## What the task requires
Write out these lines again, swapping "one pin per instance" for "one point per instance" and leaving everything else the same.

[Exercise material start]

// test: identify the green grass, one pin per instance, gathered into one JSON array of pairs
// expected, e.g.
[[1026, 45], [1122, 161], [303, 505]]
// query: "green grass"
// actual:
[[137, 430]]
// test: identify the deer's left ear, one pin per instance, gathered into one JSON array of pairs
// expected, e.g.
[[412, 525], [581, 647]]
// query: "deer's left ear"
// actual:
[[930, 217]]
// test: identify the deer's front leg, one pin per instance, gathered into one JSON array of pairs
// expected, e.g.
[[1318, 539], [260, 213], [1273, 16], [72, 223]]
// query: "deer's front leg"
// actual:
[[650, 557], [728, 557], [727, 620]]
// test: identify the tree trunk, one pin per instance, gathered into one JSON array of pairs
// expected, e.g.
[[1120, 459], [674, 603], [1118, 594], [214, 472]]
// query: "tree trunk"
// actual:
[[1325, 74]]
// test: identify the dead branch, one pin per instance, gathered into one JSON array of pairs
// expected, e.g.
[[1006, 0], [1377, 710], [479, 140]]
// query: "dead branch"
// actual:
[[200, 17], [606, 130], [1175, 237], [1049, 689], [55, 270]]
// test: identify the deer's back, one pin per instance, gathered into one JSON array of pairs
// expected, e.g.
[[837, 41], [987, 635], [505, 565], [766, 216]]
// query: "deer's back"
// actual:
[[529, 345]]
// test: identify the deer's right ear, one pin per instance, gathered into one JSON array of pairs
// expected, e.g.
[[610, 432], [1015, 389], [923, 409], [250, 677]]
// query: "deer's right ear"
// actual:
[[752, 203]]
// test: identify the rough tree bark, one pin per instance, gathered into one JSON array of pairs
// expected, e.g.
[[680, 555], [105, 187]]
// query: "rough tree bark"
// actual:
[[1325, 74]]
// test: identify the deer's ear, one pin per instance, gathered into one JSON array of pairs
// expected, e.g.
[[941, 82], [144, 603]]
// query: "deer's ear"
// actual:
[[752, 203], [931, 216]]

[Exercise material end]

## Response to the task
// test: identify the green grass, one point per instance, gathered into one JSON array of pairs
// expected, e.g.
[[1026, 45], [1122, 161], [303, 505]]
// query: "green grass"
// actual:
[[137, 430]]
// test: identify the deer's left ear, one point per instance, gathered into one JSON array of pairs
// expected, e.g.
[[412, 525], [581, 647]]
// query: "deer's left ear"
// actual:
[[930, 217]]
// test: identify the deer's front leg, one point per instance, gathered into one JSON array of pairs
// expected, e.g.
[[1318, 539], [260, 213], [1273, 16], [72, 223]]
// query: "deer's front leg"
// actual:
[[650, 557], [728, 557], [727, 620]]
// test: identify the tree trunk, one point per instance, gathered into one JSON array of pairs
// expected, e.g.
[[1120, 459], [674, 603], [1118, 594], [214, 472]]
// query: "tree trunk"
// actual:
[[1325, 74]]
// test: identify the dead branch, one point per instance, gathered into one JSON array of pairs
// expected, e.g.
[[1006, 0], [1377, 710], [479, 140]]
// query: "dead branch"
// actual:
[[200, 17], [606, 130], [1175, 237], [1049, 689], [55, 270]]
// test: identify the deer's back, one point per instance, gathered into one JSON array of pairs
// expected, e.g.
[[837, 41], [987, 635], [505, 565], [766, 216]]
// query: "deer's back"
// actual:
[[529, 345]]
// test: identify the deer's right ear, one point per instance, gathered into one JSON array of pairs
// expected, e.g.
[[610, 432], [1015, 389], [923, 409], [250, 677]]
// query: "deer's right ear"
// actual:
[[752, 203]]
// test: identify the rough tree bark, one point per instance, gathered into one JSON array of pairs
// expected, e.g.
[[680, 555], [105, 187]]
// query: "rough tree bark"
// actual:
[[1325, 74]]
// test: identify the deer's ear, one point per instance, gathered into one JSON array of pairs
// expected, e.g.
[[941, 82], [144, 603]]
// query: "deer's ear"
// actual:
[[752, 203], [931, 216]]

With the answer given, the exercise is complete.